Brano di testo —

Se tra le righe si legge un positivo, anche se generico (grandezza nobile del tema), apprezzamento, colpiscono due asserzioni: che il testo è di non facile comprensione, dovrà essere riletto, sperando che il lavoro delle prove aiuti a capire; e che si caratterizza per la stranezza della forma. «Questo elemento è importante — spiega Roberto Alonge, scrittore, docente e critico teatrale — e costituisce la rivoluzione teatrale del Novecento: il pubblico non ritrova sul palcoscenico un salotto borghese, come si attendeva, ma s’imbatte in un teatro vuoto, con attori che stanno preparando uno spettacolo, che sono dunque attori e non ancora personaggi (il famoso teatro nel teatro)».
Alla prima, teatro gremito, 1.040 posti venduti; il 10 maggio gli spettatori scendono vorticosamente a quota 367; l’11 maggio sono 317; il 12 maggio 225. Il 13 maggio i Sei personaggi sono tolti dal cartellone. Un fiasco. Il pubblico urla «Manicomio, manicomio».
La stampa romana non capisce. I pochi critici che capiscono (per esempio Adriano Tilgher), interpretano che il nucleo del lavoro consiste nella riflessione sulla creazione artistica, cioè sul rapporto fra autore e personaggi. Il critico Renato Simoni individuò nell’opera diversi temi: il dramma creativo dell’artista (già colto da Tilgher), e il discorso sul rapporto personaggio/attore, cioè sulla difficoltà per l’attore di cogliere l’essenza profonda del personaggio, il rischio di deformarlo.
«Emerge a fatica l’attenzione allo zoccolo duro dell’opera — sottolinea Alonge —, la vicenda torbida che coinvolge i sei personaggi. Renato Simoni ne coglie riduttivamente solo un lembo, quando parla del dramma di ogni uomo che si sente incompreso, alludendo al Padre, che si percepisce demonizzato dalla Figliastra perché sorpreso in una casa di appuntamenti».

Dati grezzi —
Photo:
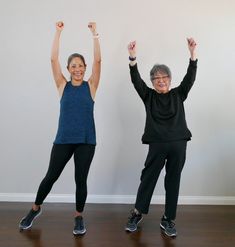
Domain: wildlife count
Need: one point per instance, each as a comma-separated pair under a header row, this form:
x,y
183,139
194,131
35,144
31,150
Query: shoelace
x,y
79,223
171,224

Cosa occorre — Ricopia senza modifiche la parte del brano sui Sei personaggi che comincia con "La stampa romana" e prosegue fino a "rischio di deformarlo.".

Risultato dell'esercizio —
La stampa romana non capisce. I pochi critici che capiscono (per esempio Adriano Tilgher), interpretano che il nucleo del lavoro consiste nella riflessione sulla creazione artistica, cioè sul rapporto fra autore e personaggi. Il critico Renato Simoni individuò nell’opera diversi temi: il dramma creativo dell’artista (già colto da Tilgher), e il discorso sul rapporto personaggio/attore, cioè sulla difficoltà per l’attore di cogliere l’essenza profonda del personaggio, il rischio di deformarlo.